Assignment
Strip out all images, then restate the data verbatim.

[Entries provided Boundary: Start]

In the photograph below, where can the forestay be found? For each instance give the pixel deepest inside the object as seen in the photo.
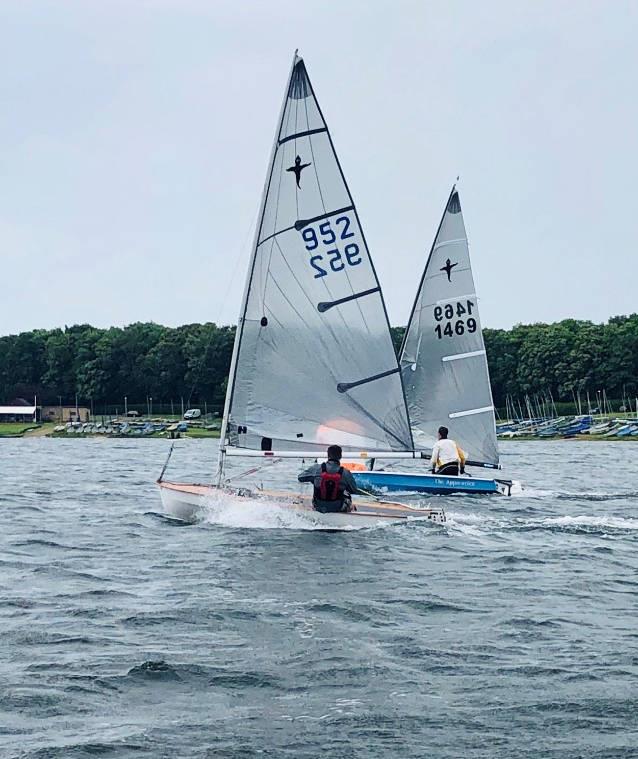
(314, 360)
(443, 358)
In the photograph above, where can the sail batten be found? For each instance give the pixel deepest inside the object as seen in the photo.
(443, 359)
(314, 314)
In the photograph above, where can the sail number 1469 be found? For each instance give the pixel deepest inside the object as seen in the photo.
(454, 319)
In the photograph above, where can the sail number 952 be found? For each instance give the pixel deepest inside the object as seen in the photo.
(454, 319)
(327, 237)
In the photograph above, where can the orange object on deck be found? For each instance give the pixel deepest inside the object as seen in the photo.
(354, 466)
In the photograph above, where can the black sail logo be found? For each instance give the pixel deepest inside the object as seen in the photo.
(297, 168)
(448, 269)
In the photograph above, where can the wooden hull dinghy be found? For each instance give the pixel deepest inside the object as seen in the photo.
(187, 502)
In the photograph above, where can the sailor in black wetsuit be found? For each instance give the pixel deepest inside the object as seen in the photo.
(333, 485)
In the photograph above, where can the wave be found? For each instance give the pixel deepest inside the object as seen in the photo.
(260, 513)
(485, 524)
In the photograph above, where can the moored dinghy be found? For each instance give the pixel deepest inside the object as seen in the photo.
(445, 370)
(313, 362)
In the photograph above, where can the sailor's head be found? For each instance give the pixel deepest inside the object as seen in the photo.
(334, 453)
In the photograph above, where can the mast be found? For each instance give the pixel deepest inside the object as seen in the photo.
(251, 268)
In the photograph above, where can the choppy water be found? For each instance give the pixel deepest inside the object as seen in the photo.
(511, 632)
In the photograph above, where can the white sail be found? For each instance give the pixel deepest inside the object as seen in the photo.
(443, 359)
(314, 362)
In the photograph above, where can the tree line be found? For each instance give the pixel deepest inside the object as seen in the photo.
(191, 362)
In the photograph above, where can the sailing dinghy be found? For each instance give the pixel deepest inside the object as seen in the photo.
(313, 362)
(445, 371)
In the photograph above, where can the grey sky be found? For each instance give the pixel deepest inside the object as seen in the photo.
(134, 140)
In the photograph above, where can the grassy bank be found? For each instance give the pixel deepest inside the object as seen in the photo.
(18, 429)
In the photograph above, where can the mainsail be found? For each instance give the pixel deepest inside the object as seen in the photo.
(314, 362)
(443, 355)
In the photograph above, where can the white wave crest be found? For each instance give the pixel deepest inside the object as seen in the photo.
(260, 513)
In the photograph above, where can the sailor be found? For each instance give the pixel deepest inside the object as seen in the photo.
(333, 485)
(447, 456)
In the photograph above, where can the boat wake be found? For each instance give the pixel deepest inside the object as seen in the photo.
(259, 513)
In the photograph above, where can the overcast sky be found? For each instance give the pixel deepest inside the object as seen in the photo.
(134, 141)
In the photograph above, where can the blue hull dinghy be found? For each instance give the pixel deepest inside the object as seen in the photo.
(437, 484)
(444, 370)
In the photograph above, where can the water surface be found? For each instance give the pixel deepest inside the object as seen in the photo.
(511, 632)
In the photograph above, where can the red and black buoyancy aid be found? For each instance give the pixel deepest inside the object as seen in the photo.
(327, 485)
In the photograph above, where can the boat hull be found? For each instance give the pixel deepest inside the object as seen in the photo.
(413, 482)
(185, 501)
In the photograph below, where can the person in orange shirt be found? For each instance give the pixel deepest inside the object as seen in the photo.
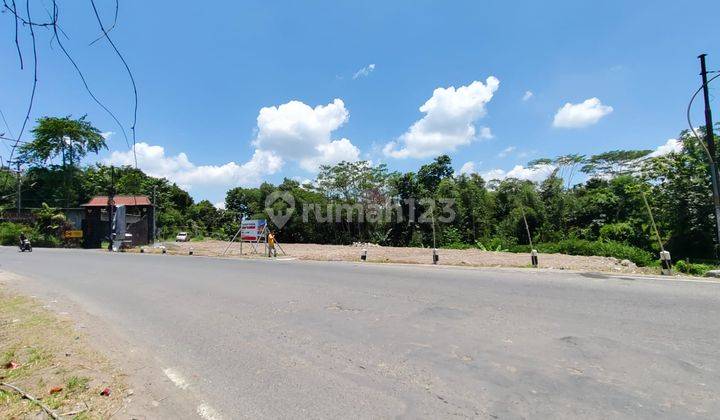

[Entries provided Boundary: End]

Answer to this task
In the photograph below, where can the forestay be found? For each instance give the pixel deepest inside the object as seen in the photo.
(314, 360)
(443, 358)
In the photograph above, where can the sail batten be found? For each instance give the pixel deepest inside the object as seen in the photo.
(443, 359)
(314, 314)
In the photograph above, where can the sail number 1469 be found? For each instance give the pixel deepest inside the object as seen in the photo.
(454, 319)
In the photograph above, where can the sail number 952 be found? For each instance give the pixel deepest inside the object as seen in the photo.
(454, 319)
(327, 237)
In the photograph above, where can the orange object on deck be found? For each instance give the pixel deepest inside the object as seen in the photo.
(354, 466)
In the photograph above, where can the black sail logo be found? For each instance give the pixel deepest inside the object as seen in the photo.
(297, 168)
(448, 269)
In the photograph above, where can the wooden hull dinghy be found? For each instance give the pixel deepest inside the object as seen in the photo.
(187, 502)
In the photograph above, where can the sailor in black wetsuit be found? For each instance give the pixel deepest inside the object as seen in the photo.
(333, 485)
In the photograph above, where can the wave be found? For each instance give the pixel deepest inside the object as seen in the photo.
(260, 513)
(485, 524)
In the photograph above, where can the moored dinghy be found? For each instance give the pixel deepest inside the object as seen in the photo.
(445, 370)
(313, 362)
In the photograph above, where can the sailor's head be found? For each instance give the pixel deepest inside the object as seen in the photo.
(334, 453)
In the photograph above, where can the mast be found? For each instance give the pixel deepest inside the object as seen in the photo.
(251, 268)
In the photograph above, where can the choppy water be found? For each instance give the pixel deepest inside the object as seen in the photo.
(511, 632)
In the photograph above, where can the white sail be found? For each instance give the pixel deepest inside the object as seen in the photo.
(443, 359)
(314, 362)
In the photograph above, where can the tree line be found? For each instance give the pixel deepest inside the object as seen in the photo.
(191, 362)
In the photograph above, where can the sailing dinghy be found? For each instance give the pixel deepest inside the object as seen in the photo.
(313, 362)
(445, 371)
In the photograph above, where can the grey sky be found? For each instance give the pixel deepest inside the object as seen in the photo.
(134, 140)
In the photograph above, where can the grassy bank be found? For each instance give the pixel deepest inside the object as seen in the photo.
(18, 429)
In the photograph above, where can the mainsail be found? For each instance give the pixel deepest inside the object as seen in the photo.
(314, 362)
(443, 355)
In the photograph above, where can the white wave crest be found? For each instance give the pixel deepest inside the object as seen in the photo.
(260, 513)
In the photograph above, where can the sailor be found? For each instance give the pixel deepest inside the object as seen in the photo.
(333, 485)
(447, 456)
In the photograph above, where can the boat wake be found? For each instance give the pixel deepest inside the object as seen in the photo.
(259, 513)
In the photograph above, where can the overcast sky be found? For each instance give the pixel deepest inside the object as seen in the photo.
(134, 141)
In the photograph above, where can the blue hull dinghy be found? For each instance give the pixel deepest inside the object as seen in the photo.
(437, 484)
(444, 370)
In the photograph above, where can the water surface be found? For each instance give the pixel deepest inside the object as seen in the photo.
(511, 632)
In the photograph above, where can the red and black buoyancy aid be found? For each instance give the pixel deepest inside the object as seen in the photo.
(327, 485)
In the photograph above, where can the boat hull be found? For each instance give the pixel deepest inside the object as seen in the photo.
(413, 482)
(185, 501)
In the photograph below, where can the person in orange shirt be found? For each instance give the pixel deepest inside the object as seen in the photo.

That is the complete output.